**Given instruction 1**
According to the accounting policy excerpt, by approximately how much did the deferral and capitalization of handset subsidies increase the Company's retained earnings as of January 1, 2009?

**Document extract**
* * *

Following the Company's earnings release for the first quarter of 2009, dated May 26, 2009, relating to the accounting treatment for subscriber acquisition and retention costs, management has decided to change its accounting policy to recognize certain subsidies provided to handsets which are sold with a service agreement containing guaranteed minimum future revenue, as additional costs that are eligible for capitalization. Under the Company's previous accounting policy, capitalized customer acquisition and retention costs included only deferred costs in respect of sales commissions related to the acquisition and retention of subscribers, provided the costs could be measured reliably and were directly attributable to obtaining a specific subscriber, and the Company recognized subsidies on handset sales as an expense in the period incurred. The change in policy has been retrospectively applied from January 1, 2007, and therefore, the comparable data for previous periods has been amended to reflect this change in accounting policy. The deferral and capitalization of such subsidies increased the Company’s retained earnings, as of January 1, 2009 by approximately NIS 48 million ($12 million). The impact of the change in accounting policy on the EBITDA for the second quarter of 2009 totaled approximately NIS 16 million ($4 million), similar to the impact on the EBITDA for the second quarter last year. The impact on the Company's net income for the second quarter of 2009 totaled approximately NIS 4 million ($1 million), while net income for the second quarter last year did not change as a result of the change in the accounting policy.

* * *

**Items**
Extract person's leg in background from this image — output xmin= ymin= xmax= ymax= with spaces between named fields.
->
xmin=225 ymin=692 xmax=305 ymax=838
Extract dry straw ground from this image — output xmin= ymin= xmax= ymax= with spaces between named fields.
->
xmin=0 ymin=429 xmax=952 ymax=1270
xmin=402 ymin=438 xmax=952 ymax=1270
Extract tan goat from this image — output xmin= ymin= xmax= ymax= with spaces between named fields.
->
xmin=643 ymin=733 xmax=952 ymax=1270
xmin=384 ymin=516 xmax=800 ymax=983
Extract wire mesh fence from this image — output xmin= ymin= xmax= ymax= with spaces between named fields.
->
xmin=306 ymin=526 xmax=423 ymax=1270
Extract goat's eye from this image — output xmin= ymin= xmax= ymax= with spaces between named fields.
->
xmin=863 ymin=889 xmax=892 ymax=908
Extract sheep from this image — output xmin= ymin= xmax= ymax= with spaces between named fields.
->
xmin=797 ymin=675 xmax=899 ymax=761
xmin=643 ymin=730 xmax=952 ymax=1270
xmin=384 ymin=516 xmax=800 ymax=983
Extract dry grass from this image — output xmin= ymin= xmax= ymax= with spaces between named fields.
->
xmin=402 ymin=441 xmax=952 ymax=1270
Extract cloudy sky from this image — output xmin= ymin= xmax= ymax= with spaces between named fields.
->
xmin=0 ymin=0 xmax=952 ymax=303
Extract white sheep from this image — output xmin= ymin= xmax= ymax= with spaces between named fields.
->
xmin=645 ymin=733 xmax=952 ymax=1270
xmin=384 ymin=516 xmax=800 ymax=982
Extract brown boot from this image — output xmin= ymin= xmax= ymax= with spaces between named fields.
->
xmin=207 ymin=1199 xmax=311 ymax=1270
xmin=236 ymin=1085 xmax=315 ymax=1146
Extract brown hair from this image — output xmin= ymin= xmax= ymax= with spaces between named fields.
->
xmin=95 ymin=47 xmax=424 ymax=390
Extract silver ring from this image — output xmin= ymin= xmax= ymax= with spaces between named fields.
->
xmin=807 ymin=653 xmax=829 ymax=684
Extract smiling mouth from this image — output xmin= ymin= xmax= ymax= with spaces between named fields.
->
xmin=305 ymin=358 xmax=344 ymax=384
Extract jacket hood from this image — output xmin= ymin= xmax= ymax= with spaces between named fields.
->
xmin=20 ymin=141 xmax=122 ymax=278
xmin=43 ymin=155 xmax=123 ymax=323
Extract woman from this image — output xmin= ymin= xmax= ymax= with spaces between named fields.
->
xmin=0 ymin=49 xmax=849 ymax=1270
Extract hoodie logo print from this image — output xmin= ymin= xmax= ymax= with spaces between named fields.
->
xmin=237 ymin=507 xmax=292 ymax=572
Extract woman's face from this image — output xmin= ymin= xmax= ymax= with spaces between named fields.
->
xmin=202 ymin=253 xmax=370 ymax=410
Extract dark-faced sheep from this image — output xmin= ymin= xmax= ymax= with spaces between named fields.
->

* * *

**Given instruction 2**
Rewrite the records from their first line through the line containing "xmin=225 ymin=692 xmax=305 ymax=838", replacing "background" with "foreground" and leaving everything else unchanged.

**Finished answer 1**
Approximately NIS 48 million ($12 million).

**Finished answer 2**
Extract person's leg in foreground from this image — output xmin= ymin= xmax= ymax= with spaces between named fields.
->
xmin=225 ymin=692 xmax=305 ymax=838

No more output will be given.